# Start of Source text

Not long ago I stumbled upon a book by the late Bruce Chatwin, called What Am I Doing Here, a collection of essays about the most unlikely topics: North African politics, art curation, the experience of nomadic peoples, Peruvian archeology and the like, connected only by a single strand—Mr. Chatwin chose to write about them. Though I knew almost nothing about these topics, each essay was made compelling by the author’s inexhaustible curiosity and, moreover, his superb prose style, at once subtle and surprising. It proved the maxim that a good writer can make any topic interesting.

I was thinking about this remarkable talent of good writers as I coasted pleasurably through Ann Wroe’s wonderful book Pontius Pilate. Though I had seen a copy floating around our offices for a few weeks (it’s recently out in paperback) I had resisted picking it up. While Ms. Wroe is a familiar name (columnist for The Tablet in London, American editor of The Economist), I couldn’t make my way past the subject matter: Who would want to read a book about Pontius Pilate? Too depressing, and besides, what could we ever know about Pilate? It was easy to imagine a dull tome crowded with sentences like “We’ll never really know what Pilate thought, but we can imagine that he probably thought something more or less like this....”

But, as happens too often, this reader was ultimately convinced to open the book by two things—the blurbs and the cover. Of course, any blurb is bound to be adulatory, but admit it: it’s hard to resist a book that The Washington Post called “sublime.” It was even harder to resist the prospect of holding a book whose cover is graced with a beautiful reproduction of “Ecce Homo,” the painting by Antonio Ciseri of a hunched-over Pilate gesturing toward Jesus as a boiling mass of people bays for his blood.

# End of Source text
# Start of Information provided

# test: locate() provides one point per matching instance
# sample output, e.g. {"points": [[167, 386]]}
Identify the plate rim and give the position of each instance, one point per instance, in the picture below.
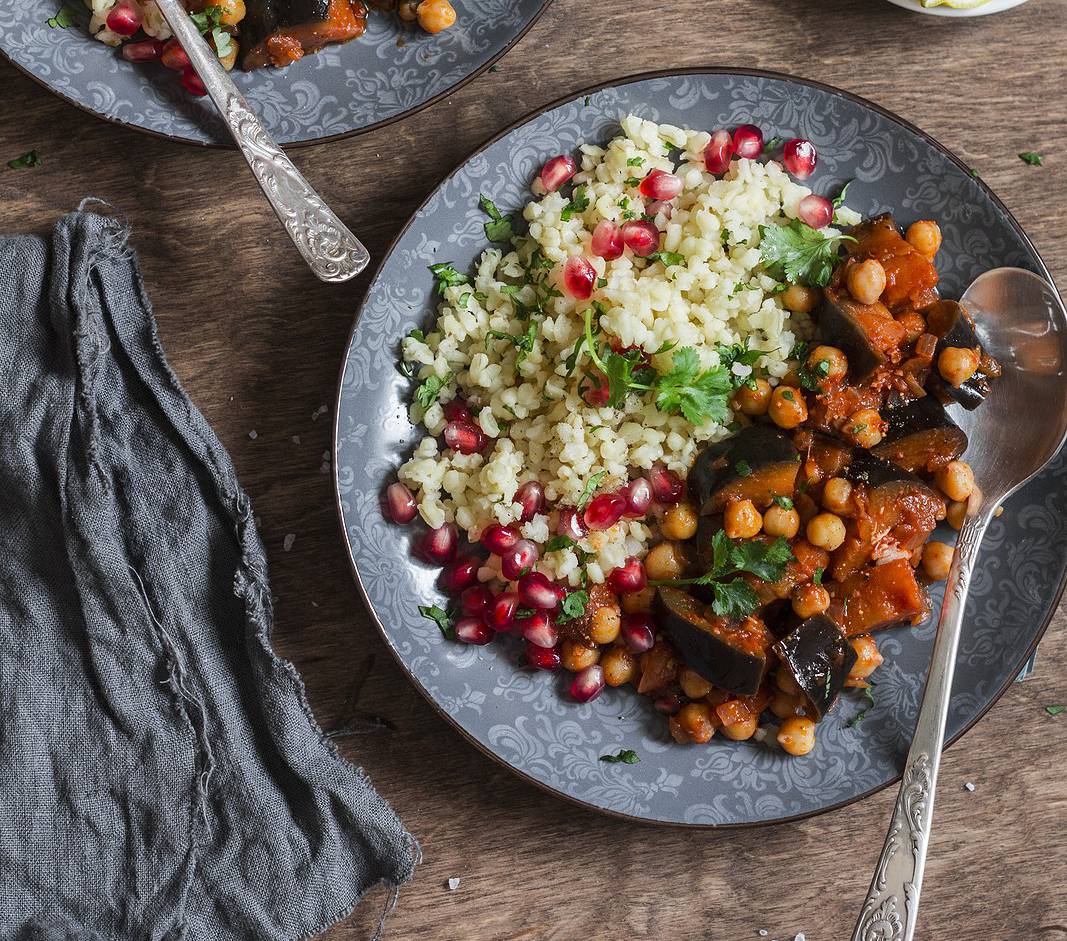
{"points": [[352, 132], [531, 115]]}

# End of Information provided

§ **What you are asked to do**
In the book review above, which painting is reproduced on the cover of Ann Wroe's Pontius Pilate, and who painted it?

§ **Task output**
"Ecce Homo," by Antonio Ciseri.